- Task details -
Locate each line in the records below that contains the string "every", treating uppercase and lowercase as different, and copy those lines out.

- Information provided -
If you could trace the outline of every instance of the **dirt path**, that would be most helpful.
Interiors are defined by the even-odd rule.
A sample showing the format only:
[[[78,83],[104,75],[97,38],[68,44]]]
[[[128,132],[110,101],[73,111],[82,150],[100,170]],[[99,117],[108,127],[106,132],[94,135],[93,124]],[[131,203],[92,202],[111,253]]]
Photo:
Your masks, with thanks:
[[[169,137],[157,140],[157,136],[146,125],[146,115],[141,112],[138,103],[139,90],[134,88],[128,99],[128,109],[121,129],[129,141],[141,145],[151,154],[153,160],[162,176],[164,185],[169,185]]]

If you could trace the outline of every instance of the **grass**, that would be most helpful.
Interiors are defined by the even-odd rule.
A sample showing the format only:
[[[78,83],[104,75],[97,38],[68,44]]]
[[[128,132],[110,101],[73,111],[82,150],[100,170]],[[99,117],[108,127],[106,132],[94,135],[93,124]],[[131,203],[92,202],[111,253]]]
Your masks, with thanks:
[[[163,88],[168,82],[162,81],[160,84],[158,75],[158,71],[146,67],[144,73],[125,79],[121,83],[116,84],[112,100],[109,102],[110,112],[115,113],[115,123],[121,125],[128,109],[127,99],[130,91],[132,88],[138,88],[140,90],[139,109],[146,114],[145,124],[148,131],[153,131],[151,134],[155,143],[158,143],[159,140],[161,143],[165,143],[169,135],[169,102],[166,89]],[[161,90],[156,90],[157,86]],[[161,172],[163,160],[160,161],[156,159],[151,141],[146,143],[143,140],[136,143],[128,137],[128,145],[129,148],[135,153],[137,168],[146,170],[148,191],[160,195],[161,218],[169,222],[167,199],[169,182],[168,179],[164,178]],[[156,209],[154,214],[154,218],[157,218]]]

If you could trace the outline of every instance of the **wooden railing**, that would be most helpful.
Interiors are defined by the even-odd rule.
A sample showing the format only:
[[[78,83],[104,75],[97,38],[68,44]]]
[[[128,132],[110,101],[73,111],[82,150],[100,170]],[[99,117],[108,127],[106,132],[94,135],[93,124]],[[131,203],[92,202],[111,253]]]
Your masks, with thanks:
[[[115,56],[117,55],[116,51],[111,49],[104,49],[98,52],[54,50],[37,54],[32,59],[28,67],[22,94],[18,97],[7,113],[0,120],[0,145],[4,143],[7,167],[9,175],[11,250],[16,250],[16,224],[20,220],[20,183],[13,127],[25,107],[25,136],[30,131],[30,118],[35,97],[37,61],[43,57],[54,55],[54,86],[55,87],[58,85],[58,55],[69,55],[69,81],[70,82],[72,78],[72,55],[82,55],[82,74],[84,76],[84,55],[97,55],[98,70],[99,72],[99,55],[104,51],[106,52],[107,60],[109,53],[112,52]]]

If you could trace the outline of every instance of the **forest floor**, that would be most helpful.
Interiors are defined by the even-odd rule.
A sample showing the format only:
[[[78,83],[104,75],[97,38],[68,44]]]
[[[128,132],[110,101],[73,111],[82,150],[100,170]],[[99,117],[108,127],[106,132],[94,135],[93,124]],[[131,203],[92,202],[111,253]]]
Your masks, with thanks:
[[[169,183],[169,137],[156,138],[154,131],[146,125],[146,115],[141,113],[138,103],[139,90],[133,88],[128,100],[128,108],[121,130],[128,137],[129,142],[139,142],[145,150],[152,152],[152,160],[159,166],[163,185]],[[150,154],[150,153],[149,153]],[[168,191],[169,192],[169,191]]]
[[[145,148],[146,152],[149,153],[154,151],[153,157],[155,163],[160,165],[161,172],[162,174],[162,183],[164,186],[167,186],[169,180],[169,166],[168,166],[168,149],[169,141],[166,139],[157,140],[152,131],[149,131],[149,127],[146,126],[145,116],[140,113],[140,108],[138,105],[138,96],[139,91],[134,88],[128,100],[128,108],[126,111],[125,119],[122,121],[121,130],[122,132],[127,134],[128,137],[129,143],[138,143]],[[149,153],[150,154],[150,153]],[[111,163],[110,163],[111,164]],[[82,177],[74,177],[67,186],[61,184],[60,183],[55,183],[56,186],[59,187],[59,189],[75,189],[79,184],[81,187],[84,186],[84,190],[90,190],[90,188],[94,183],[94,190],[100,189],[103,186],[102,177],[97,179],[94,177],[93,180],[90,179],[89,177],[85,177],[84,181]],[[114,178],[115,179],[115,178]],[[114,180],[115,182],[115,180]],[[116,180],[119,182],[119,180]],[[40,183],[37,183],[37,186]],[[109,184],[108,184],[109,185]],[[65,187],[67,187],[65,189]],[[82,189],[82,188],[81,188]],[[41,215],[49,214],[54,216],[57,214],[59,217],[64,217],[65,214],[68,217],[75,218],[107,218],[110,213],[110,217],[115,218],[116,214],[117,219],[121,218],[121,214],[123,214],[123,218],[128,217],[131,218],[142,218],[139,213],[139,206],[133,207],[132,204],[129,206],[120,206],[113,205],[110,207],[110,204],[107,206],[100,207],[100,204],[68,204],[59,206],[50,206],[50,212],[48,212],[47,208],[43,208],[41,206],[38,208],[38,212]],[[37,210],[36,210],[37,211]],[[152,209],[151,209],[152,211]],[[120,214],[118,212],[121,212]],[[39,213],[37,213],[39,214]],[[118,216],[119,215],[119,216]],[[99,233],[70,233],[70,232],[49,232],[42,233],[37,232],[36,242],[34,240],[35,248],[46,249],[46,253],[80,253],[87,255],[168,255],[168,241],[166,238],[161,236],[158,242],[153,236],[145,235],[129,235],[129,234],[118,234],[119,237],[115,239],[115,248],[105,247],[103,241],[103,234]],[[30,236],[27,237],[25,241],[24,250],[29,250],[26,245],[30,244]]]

- Answer to this exercise -
If you could trace the outline of every instance of the **dirt path**, that would be most helpful.
If you could trace the outline of every instance of the **grass**, that would be most helpful.
If you could trace the outline of every instance of the **wooden railing**, that would be most helpful.
If you could trace the outline of every instance of the **forest floor**, that would be most helpful.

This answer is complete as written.